» **EXERCISE MATERIAL**:
=======

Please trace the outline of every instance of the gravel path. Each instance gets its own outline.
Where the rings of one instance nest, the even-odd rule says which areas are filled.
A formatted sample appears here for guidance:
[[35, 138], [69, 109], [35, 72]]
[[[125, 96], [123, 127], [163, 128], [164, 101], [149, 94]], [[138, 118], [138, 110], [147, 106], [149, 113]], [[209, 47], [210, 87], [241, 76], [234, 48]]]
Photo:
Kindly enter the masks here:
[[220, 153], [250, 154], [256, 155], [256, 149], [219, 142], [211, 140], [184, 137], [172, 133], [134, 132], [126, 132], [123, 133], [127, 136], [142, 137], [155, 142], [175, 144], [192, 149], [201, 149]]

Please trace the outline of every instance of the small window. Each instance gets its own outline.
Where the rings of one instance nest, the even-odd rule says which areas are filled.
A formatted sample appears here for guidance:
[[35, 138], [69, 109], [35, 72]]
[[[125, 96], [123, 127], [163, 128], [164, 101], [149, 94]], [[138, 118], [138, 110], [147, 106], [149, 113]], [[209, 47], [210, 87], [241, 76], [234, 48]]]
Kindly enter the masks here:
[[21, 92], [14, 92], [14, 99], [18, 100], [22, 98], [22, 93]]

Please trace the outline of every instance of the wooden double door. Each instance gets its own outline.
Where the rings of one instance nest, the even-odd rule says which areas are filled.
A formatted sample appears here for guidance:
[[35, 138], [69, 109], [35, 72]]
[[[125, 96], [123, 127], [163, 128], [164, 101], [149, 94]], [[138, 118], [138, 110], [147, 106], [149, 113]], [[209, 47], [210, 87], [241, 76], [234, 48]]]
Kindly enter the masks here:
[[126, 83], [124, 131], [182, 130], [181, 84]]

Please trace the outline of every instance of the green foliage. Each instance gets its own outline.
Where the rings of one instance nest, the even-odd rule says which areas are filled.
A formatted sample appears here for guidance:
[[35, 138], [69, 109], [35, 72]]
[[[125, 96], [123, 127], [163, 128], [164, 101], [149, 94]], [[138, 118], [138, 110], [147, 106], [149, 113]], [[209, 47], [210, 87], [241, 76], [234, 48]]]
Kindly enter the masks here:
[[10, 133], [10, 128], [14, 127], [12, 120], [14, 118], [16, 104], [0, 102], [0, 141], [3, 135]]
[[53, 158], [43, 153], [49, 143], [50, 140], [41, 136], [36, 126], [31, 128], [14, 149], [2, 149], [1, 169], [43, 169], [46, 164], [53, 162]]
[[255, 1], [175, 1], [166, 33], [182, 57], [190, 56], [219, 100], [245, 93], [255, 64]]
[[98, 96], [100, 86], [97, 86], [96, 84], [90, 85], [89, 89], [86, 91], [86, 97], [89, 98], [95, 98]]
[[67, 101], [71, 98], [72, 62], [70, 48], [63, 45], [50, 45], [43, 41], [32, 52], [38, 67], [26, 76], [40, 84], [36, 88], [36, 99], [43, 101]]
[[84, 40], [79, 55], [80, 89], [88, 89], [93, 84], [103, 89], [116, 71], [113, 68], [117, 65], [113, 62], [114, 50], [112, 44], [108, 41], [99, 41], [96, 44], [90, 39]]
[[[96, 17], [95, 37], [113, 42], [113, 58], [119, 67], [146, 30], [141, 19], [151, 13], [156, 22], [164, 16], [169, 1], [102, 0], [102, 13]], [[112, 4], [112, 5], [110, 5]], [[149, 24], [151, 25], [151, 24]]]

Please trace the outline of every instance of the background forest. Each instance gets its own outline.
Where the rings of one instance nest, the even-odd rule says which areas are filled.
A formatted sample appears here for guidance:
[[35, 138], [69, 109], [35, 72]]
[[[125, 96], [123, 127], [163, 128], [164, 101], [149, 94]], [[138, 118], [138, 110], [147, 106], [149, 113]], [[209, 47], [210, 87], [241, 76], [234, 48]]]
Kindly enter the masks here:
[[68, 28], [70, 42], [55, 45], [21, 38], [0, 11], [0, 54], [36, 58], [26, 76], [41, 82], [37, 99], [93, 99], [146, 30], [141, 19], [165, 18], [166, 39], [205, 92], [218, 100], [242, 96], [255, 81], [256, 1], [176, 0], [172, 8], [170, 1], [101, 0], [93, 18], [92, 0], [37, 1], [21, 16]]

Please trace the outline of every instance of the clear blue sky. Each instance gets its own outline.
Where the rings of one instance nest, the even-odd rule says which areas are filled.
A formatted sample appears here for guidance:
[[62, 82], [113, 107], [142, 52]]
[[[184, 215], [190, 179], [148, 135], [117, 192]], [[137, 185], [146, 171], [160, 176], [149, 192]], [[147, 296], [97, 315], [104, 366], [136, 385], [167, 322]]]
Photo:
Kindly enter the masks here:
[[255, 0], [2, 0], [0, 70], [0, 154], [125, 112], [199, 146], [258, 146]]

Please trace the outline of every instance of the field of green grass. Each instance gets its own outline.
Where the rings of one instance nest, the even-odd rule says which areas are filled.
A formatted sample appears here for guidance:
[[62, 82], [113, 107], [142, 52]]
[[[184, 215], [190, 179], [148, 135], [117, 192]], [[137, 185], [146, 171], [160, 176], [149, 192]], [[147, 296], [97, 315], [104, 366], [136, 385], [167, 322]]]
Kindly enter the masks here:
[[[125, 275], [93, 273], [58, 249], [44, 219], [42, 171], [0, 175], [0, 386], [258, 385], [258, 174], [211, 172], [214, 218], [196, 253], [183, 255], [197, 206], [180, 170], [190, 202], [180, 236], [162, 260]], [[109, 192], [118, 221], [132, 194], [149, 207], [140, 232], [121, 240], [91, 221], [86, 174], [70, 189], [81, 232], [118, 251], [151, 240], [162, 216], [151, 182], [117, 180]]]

=======

» **SET PROBLEM**: Rewrite the lines above as a JSON list of strings, with one string per line and no entries for blank lines.

» **FINISHED EXERCISE**:
[
  "Please trace the outline of every instance of the gravel path. Each instance gets its own outline.",
  "Where the rings of one instance nest, the even-odd rule says which areas are filled.",
  "A formatted sample appears here for guidance:",
  "[[35, 138], [69, 109], [35, 72]]",
  "[[[125, 96], [123, 127], [163, 128], [164, 101], [149, 94]], [[138, 118], [138, 110], [147, 106], [149, 113]], [[209, 47], [210, 87], [241, 76], [234, 48]]]",
  "Photo:",
  "Kindly enter the masks here:",
  "[[220, 153], [250, 154], [256, 155], [256, 149], [219, 142], [211, 140], [184, 137], [172, 133], [134, 132], [126, 132], [123, 133], [127, 136], [142, 137], [155, 142], [175, 144], [192, 149], [201, 149]]",
  "Please trace the outline of every instance of the small window. Each instance gets its own outline.",
  "Where the rings of one instance nest, the even-odd rule says which areas are filled.",
  "A formatted sample appears here for guidance:",
  "[[35, 138], [69, 109], [35, 72]]",
  "[[[125, 96], [123, 127], [163, 128], [164, 101], [149, 94]], [[138, 118], [138, 110], [147, 106], [149, 113]], [[209, 47], [210, 87], [241, 76], [234, 48]]]",
  "Kindly enter the masks here:",
  "[[21, 92], [14, 92], [14, 99], [18, 100], [22, 98], [22, 93]]",
  "Please trace the outline of every instance of the wooden double door. Each instance gets its own outline.",
  "Where the rings of one instance nest, the even-odd rule says which areas are filled.",
  "A formatted sample appears here for guidance:",
  "[[35, 138], [69, 109], [35, 72]]",
  "[[[125, 96], [123, 127], [163, 128], [164, 101], [149, 94]], [[138, 118], [138, 110], [147, 106], [149, 113]], [[209, 47], [210, 87], [241, 76], [234, 48]]]",
  "Kindly enter the masks here:",
  "[[126, 83], [124, 131], [182, 130], [181, 84]]",
  "Please trace the outline of every instance of the green foliage. Each instance gets its own outline.",
  "Where the rings of one instance nest, the even-odd rule says which areas are filled.",
  "A formatted sample appears here for guidance:",
  "[[35, 138], [69, 109], [35, 72]]",
  "[[[125, 96], [123, 127], [163, 128], [164, 101], [149, 94]], [[138, 118], [138, 110], [147, 106], [149, 113]], [[209, 47], [210, 87], [241, 76], [234, 48]]]",
  "Kindly enter the masks here:",
  "[[10, 133], [10, 128], [14, 127], [12, 120], [14, 118], [16, 104], [0, 102], [0, 141], [3, 135]]",
  "[[53, 158], [43, 153], [49, 143], [50, 140], [41, 136], [36, 126], [31, 128], [14, 149], [2, 149], [1, 169], [43, 169], [46, 164], [53, 162]]",
  "[[255, 1], [175, 1], [166, 33], [182, 57], [190, 56], [219, 100], [245, 93], [255, 64]]",
  "[[98, 96], [100, 86], [97, 86], [96, 84], [90, 85], [89, 89], [86, 91], [86, 97], [89, 98], [95, 98]]",
  "[[67, 101], [71, 98], [72, 62], [70, 48], [63, 45], [50, 45], [43, 41], [32, 52], [38, 67], [26, 76], [40, 84], [36, 88], [36, 99], [43, 101]]",
  "[[84, 40], [79, 55], [80, 89], [88, 89], [93, 84], [103, 89], [116, 71], [113, 68], [117, 65], [113, 62], [114, 50], [112, 44], [108, 41], [99, 41], [96, 44], [90, 39]]",
  "[[[96, 17], [95, 37], [113, 42], [113, 58], [119, 67], [146, 30], [141, 19], [151, 13], [156, 22], [164, 16], [169, 1], [102, 0], [102, 13]], [[112, 4], [112, 5], [110, 5]], [[149, 24], [151, 25], [151, 24]]]",
  "Please trace the outline of every instance of the background forest. Each instance gets its own outline.",
  "Where the rings of one instance nest, the even-odd rule says which areas are filled.",
  "A formatted sample appears here for guidance:",
  "[[35, 138], [69, 109], [35, 72]]",
  "[[[125, 96], [123, 127], [163, 128], [164, 101], [149, 94]], [[138, 118], [138, 110], [147, 106], [149, 113]], [[209, 47], [210, 87], [241, 76], [234, 48]]]",
  "Kindly enter the masks here:",
  "[[68, 28], [70, 42], [55, 45], [21, 38], [0, 11], [0, 54], [36, 58], [26, 76], [41, 82], [37, 99], [93, 99], [146, 30], [141, 19], [165, 18], [166, 39], [205, 92], [218, 100], [242, 96], [255, 81], [256, 1], [176, 0], [172, 8], [170, 1], [101, 0], [93, 18], [92, 0], [37, 1], [21, 16]]",
  "Please trace the outline of every instance of the clear blue sky. Each instance gets its own outline.",
  "Where the rings of one instance nest, the even-odd rule says which areas are filled.",
  "A formatted sample appears here for guidance:",
  "[[62, 82], [113, 107], [142, 52]]",
  "[[[184, 215], [190, 179], [148, 135], [117, 192]], [[137, 185], [146, 171], [160, 176], [149, 192]], [[147, 296], [97, 315], [104, 366], [136, 385], [167, 322]]]",
  "Photo:",
  "Kindly enter the masks here:",
  "[[255, 0], [2, 0], [0, 70], [0, 154], [125, 112], [199, 146], [258, 146]]",
  "Please trace the outline of every instance of the field of green grass. Each instance gets its own outline.",
  "Where the rings of one instance nest, the even-odd rule says which areas are filled.",
  "A formatted sample appears here for guidance:",
  "[[62, 82], [113, 107], [142, 52]]",
  "[[[184, 215], [190, 179], [148, 135], [117, 192]], [[137, 185], [146, 171], [160, 176], [149, 192]], [[147, 296], [97, 315], [104, 366], [136, 385], [167, 322]]]",
  "Kindly enter the masks here:",
  "[[[125, 275], [93, 273], [58, 249], [44, 219], [42, 171], [0, 175], [0, 386], [258, 385], [258, 174], [211, 172], [214, 218], [196, 253], [183, 255], [197, 206], [180, 170], [190, 202], [180, 236], [162, 260]], [[109, 192], [118, 221], [132, 194], [149, 207], [140, 232], [121, 240], [91, 221], [86, 174], [70, 189], [81, 232], [118, 251], [151, 240], [162, 216], [151, 182], [117, 180]]]"
]